Instructions to follow –
In the article on India's drug price caps, on what date did the NPPA cap the prices of 108 cardiac and diabetes drugs?
+++ Excerpt
Indian government to face court challenge over drugs price cap issue

Published: 14-Oct-2014

Sudden reversal of the National Pharmaceutical Pricing Authority's position leads to confusion among drug companies and consumers alike


India's Supreme Court has agreed to hear a petition challenging a recent government circular that did away with price caps on at least 108 drugs crucial to the treatment of diseases such as cancer, tuberculosis and diabetes.

The issue has been going back and forth for a long time. On 22 September the National Pharmaceutical Pricing Authority (NPPA) withdrew a May 2013 circular that capped the prices of certain non essential drugs, in line with a directive from the Ministry of chemicals and fertilisers. Earlier this year, the NPPA came out with guidelines that gave it the authority to regulate drug prices. In a surprise move on 10 July the organisation invoked a rarely used clause of Paragraph 19, that allows price control outside of the list of essential medicines in extraordinary circumstances.

On that date it capped the prices of 108 cardiac and diabetes drugs, invoking Paragraph 19 of the Drug Price Control Order, thereby extending price control to drugs outside the National List of Essential Medicines (NLEM). Pharmaceutical lobbies had contested the NPPA order in the Bombay High Court.

The provision authorises the NPPA 'in extraordinary circumstances, if it considers necessary so to do in public interest, to fix the ceiling price or retail price of any drug for such period as it deems fit'.

The notification to fix the prices of these medicines, which are non scheduled formulations, was issued wherever the maximum retail price (MRP) of the brand of a particular formulation exceeded 25% of the simple average price, and the same would be capped at the 25% level.

'NPPA was allowed to initiate the process of fixing a price cap if the price of a drug brand exceeded the simple average price in that therapy group by 25%, or the price at which a new drug was launched for the first time was higher than the most expensive brand existing in the group,' said Mahesh Solanki, pharmaceutical analyst.
++++++
+++ Supplied data
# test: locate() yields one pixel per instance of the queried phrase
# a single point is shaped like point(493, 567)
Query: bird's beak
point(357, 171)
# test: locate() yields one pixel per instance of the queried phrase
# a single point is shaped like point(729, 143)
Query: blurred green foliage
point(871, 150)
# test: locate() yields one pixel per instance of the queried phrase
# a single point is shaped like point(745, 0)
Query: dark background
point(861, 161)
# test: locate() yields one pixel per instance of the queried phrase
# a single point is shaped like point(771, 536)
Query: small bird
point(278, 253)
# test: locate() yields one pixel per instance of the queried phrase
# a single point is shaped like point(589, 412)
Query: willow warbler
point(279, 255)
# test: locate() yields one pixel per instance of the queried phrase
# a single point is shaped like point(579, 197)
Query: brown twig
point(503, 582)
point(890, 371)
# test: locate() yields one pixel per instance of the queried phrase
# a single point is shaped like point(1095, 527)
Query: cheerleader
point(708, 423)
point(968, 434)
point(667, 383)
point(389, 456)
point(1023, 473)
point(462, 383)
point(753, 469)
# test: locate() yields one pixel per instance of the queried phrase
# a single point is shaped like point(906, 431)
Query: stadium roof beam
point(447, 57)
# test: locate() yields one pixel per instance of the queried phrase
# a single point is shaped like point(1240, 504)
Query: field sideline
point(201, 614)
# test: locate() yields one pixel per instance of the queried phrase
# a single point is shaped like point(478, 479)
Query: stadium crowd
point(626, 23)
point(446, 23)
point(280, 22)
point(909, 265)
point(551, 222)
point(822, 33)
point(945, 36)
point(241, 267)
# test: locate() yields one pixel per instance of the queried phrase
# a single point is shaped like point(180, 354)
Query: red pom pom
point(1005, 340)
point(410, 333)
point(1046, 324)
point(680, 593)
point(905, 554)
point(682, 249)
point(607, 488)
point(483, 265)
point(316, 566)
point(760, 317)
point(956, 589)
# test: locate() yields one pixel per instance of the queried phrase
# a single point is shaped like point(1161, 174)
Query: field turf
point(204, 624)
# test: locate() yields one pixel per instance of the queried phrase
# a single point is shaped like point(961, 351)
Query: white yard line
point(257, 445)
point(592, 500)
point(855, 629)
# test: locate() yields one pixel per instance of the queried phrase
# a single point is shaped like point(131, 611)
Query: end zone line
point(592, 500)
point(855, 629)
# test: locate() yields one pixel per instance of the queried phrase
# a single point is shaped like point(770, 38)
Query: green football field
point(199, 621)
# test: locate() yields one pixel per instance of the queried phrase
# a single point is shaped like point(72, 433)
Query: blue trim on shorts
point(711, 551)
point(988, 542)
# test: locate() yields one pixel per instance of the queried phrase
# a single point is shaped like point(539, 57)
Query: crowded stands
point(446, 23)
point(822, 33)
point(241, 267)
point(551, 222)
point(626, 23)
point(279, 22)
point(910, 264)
++++++
Task result –
10 July